[Task objective] Locate the word "flag" in the material, then show every line that holds it.

[Data]
- Opening Delimiter -

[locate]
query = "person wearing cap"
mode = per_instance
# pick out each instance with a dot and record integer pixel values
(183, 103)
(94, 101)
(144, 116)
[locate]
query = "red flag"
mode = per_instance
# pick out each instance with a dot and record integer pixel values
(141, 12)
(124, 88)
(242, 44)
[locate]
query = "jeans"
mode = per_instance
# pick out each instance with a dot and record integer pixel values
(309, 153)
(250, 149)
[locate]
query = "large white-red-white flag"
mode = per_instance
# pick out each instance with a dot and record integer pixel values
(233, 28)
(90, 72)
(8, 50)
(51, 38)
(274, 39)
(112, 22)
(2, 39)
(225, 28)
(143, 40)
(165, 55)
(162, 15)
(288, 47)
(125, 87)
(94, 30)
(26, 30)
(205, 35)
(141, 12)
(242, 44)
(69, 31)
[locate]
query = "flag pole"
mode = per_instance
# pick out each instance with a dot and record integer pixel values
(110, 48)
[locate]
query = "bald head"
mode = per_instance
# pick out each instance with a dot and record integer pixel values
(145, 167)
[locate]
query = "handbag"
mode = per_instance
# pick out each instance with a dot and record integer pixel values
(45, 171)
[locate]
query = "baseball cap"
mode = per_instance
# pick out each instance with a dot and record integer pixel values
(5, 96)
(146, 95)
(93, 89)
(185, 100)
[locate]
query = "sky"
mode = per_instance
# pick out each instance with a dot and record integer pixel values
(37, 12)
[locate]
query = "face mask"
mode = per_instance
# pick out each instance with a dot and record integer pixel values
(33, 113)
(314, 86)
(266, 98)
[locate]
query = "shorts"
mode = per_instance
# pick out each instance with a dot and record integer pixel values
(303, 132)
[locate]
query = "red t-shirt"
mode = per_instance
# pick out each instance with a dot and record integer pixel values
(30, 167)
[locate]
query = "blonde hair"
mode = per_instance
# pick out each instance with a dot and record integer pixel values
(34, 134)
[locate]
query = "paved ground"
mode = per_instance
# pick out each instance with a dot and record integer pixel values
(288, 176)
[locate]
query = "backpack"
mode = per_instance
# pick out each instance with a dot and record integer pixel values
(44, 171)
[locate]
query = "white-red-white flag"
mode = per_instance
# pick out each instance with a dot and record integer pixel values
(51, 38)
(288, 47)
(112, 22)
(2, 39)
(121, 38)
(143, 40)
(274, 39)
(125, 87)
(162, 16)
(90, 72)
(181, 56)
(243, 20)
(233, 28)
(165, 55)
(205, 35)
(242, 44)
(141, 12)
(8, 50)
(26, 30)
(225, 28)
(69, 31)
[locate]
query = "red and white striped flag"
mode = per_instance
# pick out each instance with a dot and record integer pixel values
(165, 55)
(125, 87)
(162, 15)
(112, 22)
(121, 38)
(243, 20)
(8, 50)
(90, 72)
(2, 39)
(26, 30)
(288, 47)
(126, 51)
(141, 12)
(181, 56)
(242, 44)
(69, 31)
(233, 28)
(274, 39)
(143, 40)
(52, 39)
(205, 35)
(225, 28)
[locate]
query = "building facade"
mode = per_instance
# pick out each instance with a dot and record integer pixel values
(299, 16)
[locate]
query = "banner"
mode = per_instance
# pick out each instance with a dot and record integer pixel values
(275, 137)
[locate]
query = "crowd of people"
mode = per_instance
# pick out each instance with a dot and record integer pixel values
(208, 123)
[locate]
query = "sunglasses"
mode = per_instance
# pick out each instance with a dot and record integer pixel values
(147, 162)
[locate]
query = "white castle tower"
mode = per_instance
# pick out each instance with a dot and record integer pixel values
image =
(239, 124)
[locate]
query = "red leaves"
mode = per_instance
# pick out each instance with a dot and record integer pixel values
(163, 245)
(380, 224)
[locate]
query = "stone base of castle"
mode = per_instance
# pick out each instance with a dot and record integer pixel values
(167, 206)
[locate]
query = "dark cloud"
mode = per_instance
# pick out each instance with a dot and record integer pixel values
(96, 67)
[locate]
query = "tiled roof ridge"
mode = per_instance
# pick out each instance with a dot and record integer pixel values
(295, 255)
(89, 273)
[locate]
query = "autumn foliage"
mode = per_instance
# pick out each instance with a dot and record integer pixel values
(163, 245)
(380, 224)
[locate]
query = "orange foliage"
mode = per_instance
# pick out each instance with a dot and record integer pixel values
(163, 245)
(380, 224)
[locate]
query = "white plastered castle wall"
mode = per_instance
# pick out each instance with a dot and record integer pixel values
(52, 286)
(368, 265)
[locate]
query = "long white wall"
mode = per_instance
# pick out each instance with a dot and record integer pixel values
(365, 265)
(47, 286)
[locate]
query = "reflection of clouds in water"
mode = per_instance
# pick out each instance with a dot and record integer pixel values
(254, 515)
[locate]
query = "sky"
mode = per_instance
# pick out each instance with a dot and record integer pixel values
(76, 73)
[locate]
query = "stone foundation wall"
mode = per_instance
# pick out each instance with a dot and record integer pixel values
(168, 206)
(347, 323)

- Closing Delimiter -

[Written answer]
query = "red flag"
query = "large white-red-white flag"
query = "flag pole"
query = "white-red-white flag"
query = "red and white striped flag"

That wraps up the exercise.